### PROVIDED PASSAGE ###
If jigs are required, they must at least fully describe the jig so that people can make their own, if required.

You can use glue as long as it can be removed without damaging the device, and the type of glue is documented and available for purchase.

Mandating a level of skill is not necessary. If a repair requires high skill, like desoldering, they can find someone to do that repair, or sell the device to someone willing to do that repair before purchasing a new device. The level of skill required to repair a device will become known, although I'm also not opposed to requiring that be declared up front.

As you said, the scope of possible designs is infinite, so there exist designs that can satisfy all of these requirements.

The whole point is to expand the lifecycle of devices and create a repair and recycling industry, rather than the existing limited lifecycle of manufacturer->consumer->ewaste.

> Finally, I actually think it is actually rather insulting how many people believe that fixing something like a phone PROPERLY is "not that hard" and "any tech can do it".

Perfect is the enemy of the good. If your phone is a brick and an improper fix makes it useful at a much lower cost than a whole new phone, that's all that matters. Sorry, but your comment just sounds super elitist. Even if only 50% of devices are successfully repaired because they're being done "improperly", that's still a 50% reduction in ewaste.

> and also you don't want to be on the hook for repairing really good counterfeits (and I have personally experienced the latter).

Then don't. I don't see why the manufacturer should be on the hook to repair a counterfeit.

> 5) Right to repair will not solve e-waste. My opinion is it won't make much of a dent.

I disagree 200%. I've repaired countless phones, TVs, computers and other devices for myself and friends and family, all without help of legislation that would ensure the availability of parts and instructions, and the right to repair would only expand this trend. Most people wouldn't do this themselves even with the right to repair, but they are almost certainly within 2 degrees of separation of someone that would.

You're also looking at this very myopically through a specific tech industry lens and ignoring one of the main motivations of the right to repair: super expensive farm equipment. John Deere has a stranglehold on farmers who tend to be very DIY, and this has been driving up their costs and sometimes even driving them out of business because they can't access service or parts at affordable prices, and they can't repair the devices themselves. Breaking this stranglehold would be huge.

2 comments

PART 1/2 (I have learned HN has a max comment length):

Please don't misunderstand. I would want something love something like right-to-repair for phones to succeed. I am trying to emphasise that, from an insiders perspective, good warranties are a MUCH better way to achieve most of the same goals.

(apologies in advance for being verbose)

(Please note, I am intentionally using the voice of "the cynical manufacturer", it will sound aggressive, but it is not meant to be aggressive to the poster. I am trying to show how you CANNOT give them even an INCH and right to repair legislation for something like a phone gives too many inches.)

To answer your points:

> "Everything required to replace or repair parts of the device should be fully, clearly and publicly documented, including all discrete part numbers, tools, jigs, etc. Any parts that are manufactured only by the device's manufacturer under patent protection or trade secret must be available for purchase."
###
*EXERCISE REQUIREMENTS*. In the right-to-repair discussion, under what conditions is glue acceptable in a device?
### ITEMS ###
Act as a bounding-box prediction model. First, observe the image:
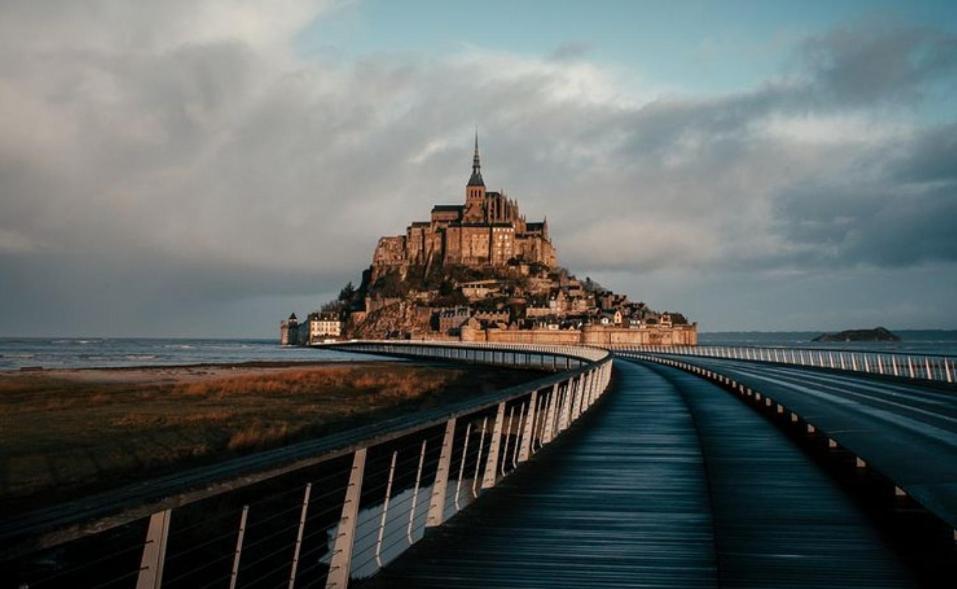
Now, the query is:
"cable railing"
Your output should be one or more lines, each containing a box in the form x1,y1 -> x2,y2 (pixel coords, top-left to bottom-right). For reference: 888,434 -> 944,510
0,341 -> 611,589
611,346 -> 957,384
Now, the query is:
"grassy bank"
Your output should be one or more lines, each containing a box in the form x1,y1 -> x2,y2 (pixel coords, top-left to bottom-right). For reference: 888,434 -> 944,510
0,362 -> 536,509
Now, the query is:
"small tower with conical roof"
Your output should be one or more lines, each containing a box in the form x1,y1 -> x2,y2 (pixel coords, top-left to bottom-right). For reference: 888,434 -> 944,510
464,129 -> 485,222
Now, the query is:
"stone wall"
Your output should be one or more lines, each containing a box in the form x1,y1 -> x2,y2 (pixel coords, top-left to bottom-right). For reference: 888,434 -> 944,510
461,325 -> 698,347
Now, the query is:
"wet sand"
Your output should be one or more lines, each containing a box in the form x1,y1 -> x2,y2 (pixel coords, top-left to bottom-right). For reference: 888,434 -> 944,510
0,361 -> 540,510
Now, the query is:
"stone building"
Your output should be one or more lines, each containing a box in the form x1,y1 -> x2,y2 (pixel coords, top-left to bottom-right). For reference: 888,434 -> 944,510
372,134 -> 557,278
279,313 -> 299,346
309,313 -> 342,342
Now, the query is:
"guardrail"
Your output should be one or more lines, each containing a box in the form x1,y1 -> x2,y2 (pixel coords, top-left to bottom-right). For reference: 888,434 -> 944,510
610,346 -> 957,383
0,341 -> 611,589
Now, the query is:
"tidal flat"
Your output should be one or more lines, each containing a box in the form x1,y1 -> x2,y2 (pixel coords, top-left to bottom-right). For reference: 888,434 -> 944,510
0,361 -> 541,513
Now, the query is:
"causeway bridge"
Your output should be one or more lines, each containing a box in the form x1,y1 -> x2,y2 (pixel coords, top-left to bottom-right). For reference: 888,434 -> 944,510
0,341 -> 957,589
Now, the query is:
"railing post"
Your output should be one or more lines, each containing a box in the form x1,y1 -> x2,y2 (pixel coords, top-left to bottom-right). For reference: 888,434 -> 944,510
425,417 -> 455,528
370,450 -> 399,568
568,374 -> 587,423
542,383 -> 559,445
229,505 -> 249,589
289,483 -> 312,589
555,379 -> 575,434
136,509 -> 173,589
482,401 -> 505,489
518,391 -> 538,462
326,448 -> 368,589
405,440 -> 428,545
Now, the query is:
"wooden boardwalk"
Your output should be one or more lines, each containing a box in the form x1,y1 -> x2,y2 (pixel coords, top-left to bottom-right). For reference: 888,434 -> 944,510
366,361 -> 914,589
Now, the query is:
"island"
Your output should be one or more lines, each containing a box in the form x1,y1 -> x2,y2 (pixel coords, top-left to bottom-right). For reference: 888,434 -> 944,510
811,327 -> 901,342
279,137 -> 698,346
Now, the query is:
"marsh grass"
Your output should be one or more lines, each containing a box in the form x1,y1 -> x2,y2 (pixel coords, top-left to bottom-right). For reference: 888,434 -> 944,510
0,362 -> 538,509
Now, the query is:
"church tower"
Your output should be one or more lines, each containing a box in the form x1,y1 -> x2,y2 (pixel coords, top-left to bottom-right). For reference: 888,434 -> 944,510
464,130 -> 485,223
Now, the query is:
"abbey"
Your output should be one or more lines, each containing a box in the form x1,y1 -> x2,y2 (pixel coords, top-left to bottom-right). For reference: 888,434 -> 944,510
372,133 -> 557,272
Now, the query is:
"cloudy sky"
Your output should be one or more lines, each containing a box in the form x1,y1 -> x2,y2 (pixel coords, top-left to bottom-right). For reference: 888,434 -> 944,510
0,0 -> 957,337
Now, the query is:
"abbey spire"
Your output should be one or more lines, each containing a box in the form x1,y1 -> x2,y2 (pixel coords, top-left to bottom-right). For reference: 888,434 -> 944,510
468,129 -> 485,186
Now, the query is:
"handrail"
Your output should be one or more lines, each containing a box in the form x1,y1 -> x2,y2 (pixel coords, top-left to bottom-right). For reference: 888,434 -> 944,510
610,346 -> 957,384
0,340 -> 611,587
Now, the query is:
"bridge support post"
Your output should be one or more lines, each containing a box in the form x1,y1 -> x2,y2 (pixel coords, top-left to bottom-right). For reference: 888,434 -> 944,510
136,509 -> 173,589
518,391 -> 538,462
542,383 -> 559,444
568,374 -> 587,423
555,378 -> 575,434
425,417 -> 455,528
582,375 -> 595,406
482,401 -> 505,489
326,448 -> 368,589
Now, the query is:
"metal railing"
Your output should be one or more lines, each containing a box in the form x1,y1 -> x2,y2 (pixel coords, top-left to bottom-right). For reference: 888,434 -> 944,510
611,346 -> 957,383
0,341 -> 611,589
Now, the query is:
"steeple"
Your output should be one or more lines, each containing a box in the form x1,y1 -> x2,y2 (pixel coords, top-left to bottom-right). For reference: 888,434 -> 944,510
467,127 -> 485,186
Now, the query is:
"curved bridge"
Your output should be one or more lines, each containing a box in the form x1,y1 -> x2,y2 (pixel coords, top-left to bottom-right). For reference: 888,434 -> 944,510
0,342 -> 957,588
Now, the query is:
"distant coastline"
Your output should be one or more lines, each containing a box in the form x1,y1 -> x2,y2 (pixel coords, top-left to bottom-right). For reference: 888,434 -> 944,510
0,329 -> 957,371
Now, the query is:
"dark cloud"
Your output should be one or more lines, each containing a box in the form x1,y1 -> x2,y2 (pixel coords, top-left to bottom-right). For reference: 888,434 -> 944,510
803,25 -> 957,105
548,42 -> 592,61
0,0 -> 957,335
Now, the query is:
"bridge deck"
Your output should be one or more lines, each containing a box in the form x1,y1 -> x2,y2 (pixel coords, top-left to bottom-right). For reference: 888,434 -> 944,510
362,362 -> 912,588
680,358 -> 957,528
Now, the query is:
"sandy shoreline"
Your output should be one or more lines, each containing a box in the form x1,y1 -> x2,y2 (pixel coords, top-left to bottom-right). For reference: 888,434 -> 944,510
0,360 -> 540,509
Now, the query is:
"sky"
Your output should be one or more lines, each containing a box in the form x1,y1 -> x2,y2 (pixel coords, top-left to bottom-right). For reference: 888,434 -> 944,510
0,0 -> 957,337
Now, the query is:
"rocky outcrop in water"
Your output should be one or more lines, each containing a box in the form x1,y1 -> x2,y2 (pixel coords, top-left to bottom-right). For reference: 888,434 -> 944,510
811,327 -> 901,342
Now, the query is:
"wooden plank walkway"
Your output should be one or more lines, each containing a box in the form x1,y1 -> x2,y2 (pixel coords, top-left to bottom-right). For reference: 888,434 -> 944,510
652,365 -> 916,589
360,361 -> 914,589
693,358 -> 957,528
366,363 -> 716,589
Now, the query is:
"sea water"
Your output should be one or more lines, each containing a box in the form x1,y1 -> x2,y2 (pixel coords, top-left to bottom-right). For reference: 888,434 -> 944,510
0,330 -> 957,370
0,338 -> 378,370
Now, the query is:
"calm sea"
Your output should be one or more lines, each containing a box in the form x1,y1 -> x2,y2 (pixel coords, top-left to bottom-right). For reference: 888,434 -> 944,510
0,338 -> 367,370
0,331 -> 957,370
698,330 -> 957,355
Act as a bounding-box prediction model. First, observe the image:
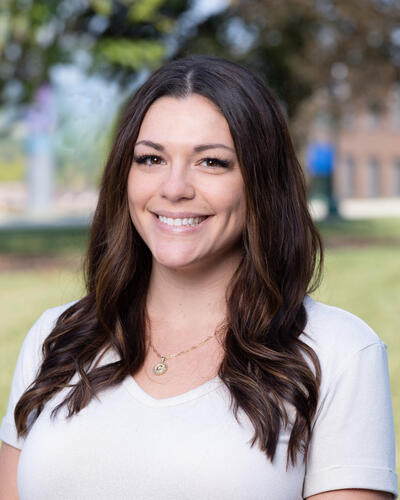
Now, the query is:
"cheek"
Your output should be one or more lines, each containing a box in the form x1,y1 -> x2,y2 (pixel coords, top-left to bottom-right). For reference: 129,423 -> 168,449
127,170 -> 148,216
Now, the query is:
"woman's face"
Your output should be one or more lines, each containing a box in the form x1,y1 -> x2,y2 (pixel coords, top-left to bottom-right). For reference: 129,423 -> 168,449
127,94 -> 245,268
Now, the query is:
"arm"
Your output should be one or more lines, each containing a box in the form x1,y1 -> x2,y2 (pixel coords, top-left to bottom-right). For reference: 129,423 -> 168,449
305,489 -> 394,500
0,441 -> 21,500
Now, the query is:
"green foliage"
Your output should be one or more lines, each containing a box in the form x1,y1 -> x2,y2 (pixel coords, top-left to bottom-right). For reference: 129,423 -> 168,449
97,38 -> 165,71
0,0 -> 188,105
91,0 -> 113,16
128,0 -> 163,23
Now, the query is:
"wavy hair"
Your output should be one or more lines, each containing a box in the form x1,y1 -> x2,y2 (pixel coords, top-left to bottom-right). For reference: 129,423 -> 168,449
14,55 -> 323,467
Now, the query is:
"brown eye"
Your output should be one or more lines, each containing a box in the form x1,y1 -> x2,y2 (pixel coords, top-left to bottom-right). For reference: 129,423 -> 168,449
134,155 -> 163,167
202,158 -> 230,169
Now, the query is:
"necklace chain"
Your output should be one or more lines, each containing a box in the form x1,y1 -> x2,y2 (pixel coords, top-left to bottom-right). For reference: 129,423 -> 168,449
150,323 -> 226,359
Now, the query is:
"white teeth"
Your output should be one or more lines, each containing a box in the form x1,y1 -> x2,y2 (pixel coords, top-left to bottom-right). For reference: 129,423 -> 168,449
158,215 -> 207,226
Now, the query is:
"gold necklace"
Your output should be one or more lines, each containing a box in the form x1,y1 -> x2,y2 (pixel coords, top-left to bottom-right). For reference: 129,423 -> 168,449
150,323 -> 226,375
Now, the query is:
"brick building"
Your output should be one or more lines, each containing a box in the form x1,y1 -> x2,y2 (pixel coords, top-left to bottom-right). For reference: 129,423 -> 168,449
335,89 -> 400,198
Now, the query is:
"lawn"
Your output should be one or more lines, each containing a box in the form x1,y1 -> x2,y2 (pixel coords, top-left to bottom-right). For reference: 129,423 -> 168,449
0,219 -> 400,482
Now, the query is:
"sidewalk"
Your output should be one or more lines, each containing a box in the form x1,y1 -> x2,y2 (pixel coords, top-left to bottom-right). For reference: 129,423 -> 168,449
310,198 -> 400,220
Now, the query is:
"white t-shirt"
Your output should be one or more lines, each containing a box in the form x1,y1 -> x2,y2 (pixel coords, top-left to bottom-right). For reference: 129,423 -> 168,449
0,296 -> 398,500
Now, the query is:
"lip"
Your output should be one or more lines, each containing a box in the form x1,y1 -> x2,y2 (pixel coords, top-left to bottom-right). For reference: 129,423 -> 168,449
152,212 -> 212,234
152,210 -> 211,219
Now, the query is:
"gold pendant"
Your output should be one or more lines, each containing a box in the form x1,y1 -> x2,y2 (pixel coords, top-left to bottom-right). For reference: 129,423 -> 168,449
153,356 -> 168,375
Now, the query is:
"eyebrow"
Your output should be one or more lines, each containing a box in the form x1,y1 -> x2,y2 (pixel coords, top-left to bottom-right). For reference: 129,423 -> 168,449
135,140 -> 235,153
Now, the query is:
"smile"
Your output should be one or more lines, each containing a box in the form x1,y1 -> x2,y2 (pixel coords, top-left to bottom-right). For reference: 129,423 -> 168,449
158,215 -> 207,226
153,213 -> 212,234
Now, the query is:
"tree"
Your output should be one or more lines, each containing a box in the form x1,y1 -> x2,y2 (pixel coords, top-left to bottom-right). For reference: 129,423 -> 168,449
0,0 -> 188,104
177,0 -> 400,118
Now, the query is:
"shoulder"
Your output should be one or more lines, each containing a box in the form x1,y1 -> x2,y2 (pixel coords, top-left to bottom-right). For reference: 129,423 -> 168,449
22,300 -> 78,355
300,295 -> 386,373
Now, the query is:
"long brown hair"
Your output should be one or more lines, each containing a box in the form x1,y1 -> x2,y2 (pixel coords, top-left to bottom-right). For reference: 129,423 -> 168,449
15,55 -> 323,466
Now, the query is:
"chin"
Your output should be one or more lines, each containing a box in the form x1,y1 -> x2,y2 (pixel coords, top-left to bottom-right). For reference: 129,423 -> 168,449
153,255 -> 205,269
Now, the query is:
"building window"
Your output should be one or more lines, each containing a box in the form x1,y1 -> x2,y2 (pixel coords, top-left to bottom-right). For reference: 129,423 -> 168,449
392,162 -> 400,196
343,155 -> 356,197
367,157 -> 379,198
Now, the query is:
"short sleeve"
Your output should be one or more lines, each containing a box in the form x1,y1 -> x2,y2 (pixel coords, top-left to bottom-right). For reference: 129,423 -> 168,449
0,311 -> 52,449
303,342 -> 398,498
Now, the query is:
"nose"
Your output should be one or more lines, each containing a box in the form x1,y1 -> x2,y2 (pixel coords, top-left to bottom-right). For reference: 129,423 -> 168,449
161,161 -> 195,201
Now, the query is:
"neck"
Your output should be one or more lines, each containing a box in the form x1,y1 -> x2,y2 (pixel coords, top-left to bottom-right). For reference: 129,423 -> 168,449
147,249 -> 241,336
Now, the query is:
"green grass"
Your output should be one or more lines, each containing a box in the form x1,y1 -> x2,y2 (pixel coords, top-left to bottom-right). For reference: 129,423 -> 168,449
0,219 -> 400,484
0,227 -> 88,256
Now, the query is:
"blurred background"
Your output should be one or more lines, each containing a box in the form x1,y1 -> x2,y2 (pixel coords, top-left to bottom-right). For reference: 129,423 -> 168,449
###
*ANSWER FOR THIS EXERCISE*. Glue is acceptable if it can be removed without damaging the device and its type is documented and available for purchase.